[[ PAGE EXCERPT, beginning ]]

Juvenile diabetes on the rise

World Diabetes Day: Community voices concern

Juvenile diabetes on the rise

walking for health: BBMP Commissioner Siddaiah and Mayor S K Nataraj along with  Rotary Club members at a walkathon held to mark World Diabetes Day at the Cubbon Park in the City on Sunday. dh PhotoShe monitors her blood sugar levels every alternate day and like every other diabetic patient, she thinks twice before eating what is set out on her plate.

However, unlike most diabetes patients, Hamsini does not like walking eight kilometres everyday, or hitting the gym as mandated by doctors. Instead, this teenager prefers to head to the playground with her group of 20 friends where she plays for hours.

Hamsini is among a growing number of children who are being diagnosed with Type-I diabetes early in childhood. Several studies have estimated that nearly 70,000 children in India under the age of 15 years develop juvenile Type-I diabetes every year. That works out to almost 200 children a day. And this figure is growing at about five per cent per year.
Hamsini still remembers the day when she learnt of her condition: April 22, 2007. It was the same day she had a close brush with death.

“I had fever and was shivering. The doctor initially suspected a ear infection, so we got a
blood test done. The results showed that I might have diabetes, and I was admitted to a  hospital,” she says. “If I hadn’t been diagnosed correctly, I would not have been here today,” she says.

To bring home the point about diabetes among children, Hamsini was asked to speak to hundreds of children at a walk for diabetes organised by Rotary Club of Bangalore on the Sunday.

The day was being celebrated not only as the Children’s Day, but also as World Diabetes Day. “Hi, My name is Hamsini B R and I am from Nirmala Rani High School,” she said to the crowd. “And I am very happy to be a diabetic,” she declared.

[[ PAGE EXCERPT, end ]]

## WHAT THIS TASK INVOLVES
Carry the juvenile diabetes article forward from the point where it stops.

[[ MATERIAL SUPPLIED, beginning ]]

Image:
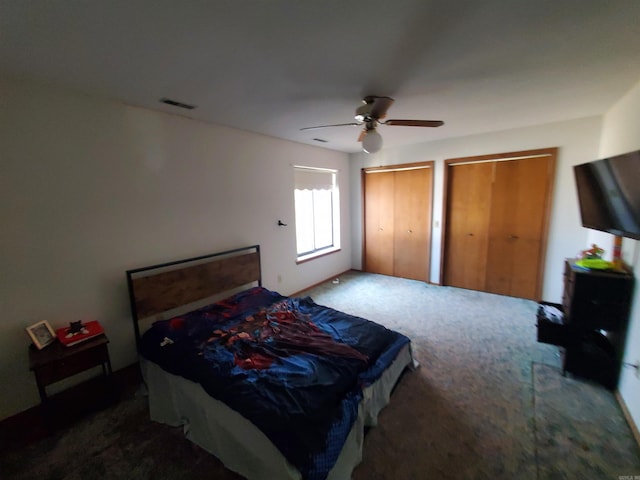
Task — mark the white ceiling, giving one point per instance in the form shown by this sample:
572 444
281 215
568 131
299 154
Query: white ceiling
274 66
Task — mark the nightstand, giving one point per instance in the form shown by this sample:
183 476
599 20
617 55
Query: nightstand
57 362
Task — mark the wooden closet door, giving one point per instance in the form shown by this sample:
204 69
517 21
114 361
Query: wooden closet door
517 224
467 224
412 223
379 211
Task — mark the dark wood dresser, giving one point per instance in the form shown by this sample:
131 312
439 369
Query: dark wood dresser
595 308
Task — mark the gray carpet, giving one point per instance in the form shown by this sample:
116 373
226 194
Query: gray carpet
488 402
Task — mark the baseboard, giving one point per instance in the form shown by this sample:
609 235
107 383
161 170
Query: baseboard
67 407
629 418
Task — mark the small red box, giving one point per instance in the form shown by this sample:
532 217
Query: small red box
89 330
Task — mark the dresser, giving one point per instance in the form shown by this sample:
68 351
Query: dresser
592 330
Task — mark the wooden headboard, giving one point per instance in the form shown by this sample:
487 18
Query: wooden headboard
160 288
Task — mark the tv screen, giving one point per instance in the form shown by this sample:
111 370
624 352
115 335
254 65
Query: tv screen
609 194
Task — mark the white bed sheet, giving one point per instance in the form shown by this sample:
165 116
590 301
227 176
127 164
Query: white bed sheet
240 445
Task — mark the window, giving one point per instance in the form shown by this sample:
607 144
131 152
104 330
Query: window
317 211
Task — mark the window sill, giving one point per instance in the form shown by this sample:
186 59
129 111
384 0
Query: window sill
314 255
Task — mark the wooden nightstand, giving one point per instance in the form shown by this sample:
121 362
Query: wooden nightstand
57 362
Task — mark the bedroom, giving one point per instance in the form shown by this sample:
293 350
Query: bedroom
92 187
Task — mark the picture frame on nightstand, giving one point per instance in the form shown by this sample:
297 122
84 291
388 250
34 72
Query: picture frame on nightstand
41 334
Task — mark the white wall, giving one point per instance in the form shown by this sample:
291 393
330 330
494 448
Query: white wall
91 188
578 142
620 135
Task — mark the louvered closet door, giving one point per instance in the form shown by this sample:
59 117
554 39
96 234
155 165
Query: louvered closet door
379 212
412 221
517 222
467 224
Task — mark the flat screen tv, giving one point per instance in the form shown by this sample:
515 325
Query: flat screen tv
609 194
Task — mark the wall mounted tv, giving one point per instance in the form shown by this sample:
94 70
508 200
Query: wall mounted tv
609 194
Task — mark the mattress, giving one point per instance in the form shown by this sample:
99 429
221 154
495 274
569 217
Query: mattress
260 379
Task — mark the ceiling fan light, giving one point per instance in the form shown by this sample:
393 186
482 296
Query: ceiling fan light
361 113
372 141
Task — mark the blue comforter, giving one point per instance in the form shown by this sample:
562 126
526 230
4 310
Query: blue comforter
294 368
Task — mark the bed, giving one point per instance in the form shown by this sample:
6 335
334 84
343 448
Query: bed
273 386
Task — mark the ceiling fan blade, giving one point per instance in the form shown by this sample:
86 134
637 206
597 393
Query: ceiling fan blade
414 123
380 106
352 124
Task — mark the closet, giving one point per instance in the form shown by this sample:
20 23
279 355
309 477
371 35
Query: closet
497 211
397 220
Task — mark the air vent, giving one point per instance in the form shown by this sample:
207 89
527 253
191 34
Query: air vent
175 103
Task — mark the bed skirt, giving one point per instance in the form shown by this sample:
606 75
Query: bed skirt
242 447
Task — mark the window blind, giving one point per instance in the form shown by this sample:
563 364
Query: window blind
313 179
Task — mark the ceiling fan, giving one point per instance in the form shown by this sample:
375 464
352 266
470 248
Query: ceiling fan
371 114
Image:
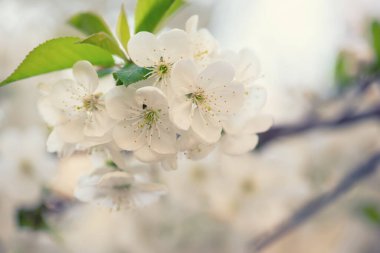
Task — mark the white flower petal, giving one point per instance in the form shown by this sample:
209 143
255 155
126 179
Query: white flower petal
183 77
200 151
203 127
86 75
175 44
192 24
144 49
258 124
129 136
152 97
72 130
145 154
180 114
120 102
98 124
54 143
238 144
256 98
215 75
163 140
50 114
228 99
67 95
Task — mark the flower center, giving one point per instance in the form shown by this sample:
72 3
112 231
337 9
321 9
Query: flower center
199 98
160 71
150 117
92 102
122 186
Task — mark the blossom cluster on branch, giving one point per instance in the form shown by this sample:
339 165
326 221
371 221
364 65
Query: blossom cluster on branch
193 98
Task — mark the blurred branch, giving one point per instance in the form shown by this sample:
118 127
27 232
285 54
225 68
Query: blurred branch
316 205
311 124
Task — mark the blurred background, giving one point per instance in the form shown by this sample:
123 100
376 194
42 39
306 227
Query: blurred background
314 57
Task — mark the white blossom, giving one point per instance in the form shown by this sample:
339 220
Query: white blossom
144 126
117 189
203 100
80 105
25 166
159 54
203 44
238 140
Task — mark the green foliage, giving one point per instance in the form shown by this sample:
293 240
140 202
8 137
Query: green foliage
58 54
89 23
342 75
150 13
106 42
372 213
375 32
131 73
122 28
105 72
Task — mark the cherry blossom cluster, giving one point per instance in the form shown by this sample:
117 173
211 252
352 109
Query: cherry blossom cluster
194 99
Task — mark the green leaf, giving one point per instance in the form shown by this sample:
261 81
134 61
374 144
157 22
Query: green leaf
150 13
89 23
173 8
105 72
122 28
58 54
131 73
372 213
106 42
342 76
375 30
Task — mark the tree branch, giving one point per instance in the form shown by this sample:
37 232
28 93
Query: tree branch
316 205
289 130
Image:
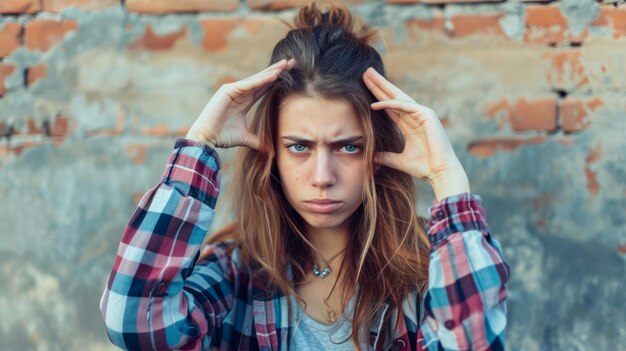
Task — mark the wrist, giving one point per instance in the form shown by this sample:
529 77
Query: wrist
450 184
198 138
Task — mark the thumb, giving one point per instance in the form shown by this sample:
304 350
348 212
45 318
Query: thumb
252 141
389 159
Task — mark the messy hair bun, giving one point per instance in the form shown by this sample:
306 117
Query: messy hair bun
338 17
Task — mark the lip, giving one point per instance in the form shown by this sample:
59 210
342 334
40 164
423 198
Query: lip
322 206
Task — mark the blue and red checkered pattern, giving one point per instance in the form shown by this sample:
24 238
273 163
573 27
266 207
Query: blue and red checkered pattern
158 298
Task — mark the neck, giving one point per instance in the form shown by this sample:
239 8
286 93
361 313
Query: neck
328 243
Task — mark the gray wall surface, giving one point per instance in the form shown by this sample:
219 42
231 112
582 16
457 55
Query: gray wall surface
93 98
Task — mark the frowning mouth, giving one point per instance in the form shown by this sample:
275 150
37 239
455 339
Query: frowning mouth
322 206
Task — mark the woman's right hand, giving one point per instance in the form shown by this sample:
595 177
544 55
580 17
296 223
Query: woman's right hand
222 122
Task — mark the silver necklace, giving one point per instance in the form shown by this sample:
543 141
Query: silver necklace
326 270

[[ MATERIAL SUPPLIED, end ]]

## REPLY
Walk to promote awareness

The Rotary Club of Bangalore organised a walk in Cubbon park on the occasion of World Diabetes day on Sunday. The walk was flagged off at the Karnataka State Lawn Tennis Association by Bangalore Mayor S K Nataraj, and saw hundreds of people, including students participate in the walk.

Mayor S K Nataraj who inaugurated the event said that diabetes has become widespread in Bangalore. To advised the students, who participated in the walk, to exercise regularly. “You must run, jog, play, and swim everyday,” he added.

Bruhat Bangalore Mahanagara Palike Commissioner H Siddaiah said that nearly 40 per cent of diabetic patients are from India.

“This is not good news for a developing nation like India. We need to regulate our food habits, and exercise regularly”, he said. This is possible only students begin this right in the beginning, he added.

The diabetic walk was organised to raise funds to set up a fullfledged diagnostic centre at the Rotary Muthappa Attavar Hospital, a not-for-profit organisation situated in Channasandra in Bangalore.

The new facilities planned includes laser coagulation for diabetic retinopathy, renal dialysis, foot care clinic and a mobile hospital for diabetic awareness at rural areas.
The mobile hospital unit will travel 30 to 50 kilometre to villages where the poor cannot afford treatment, said Rotary officials.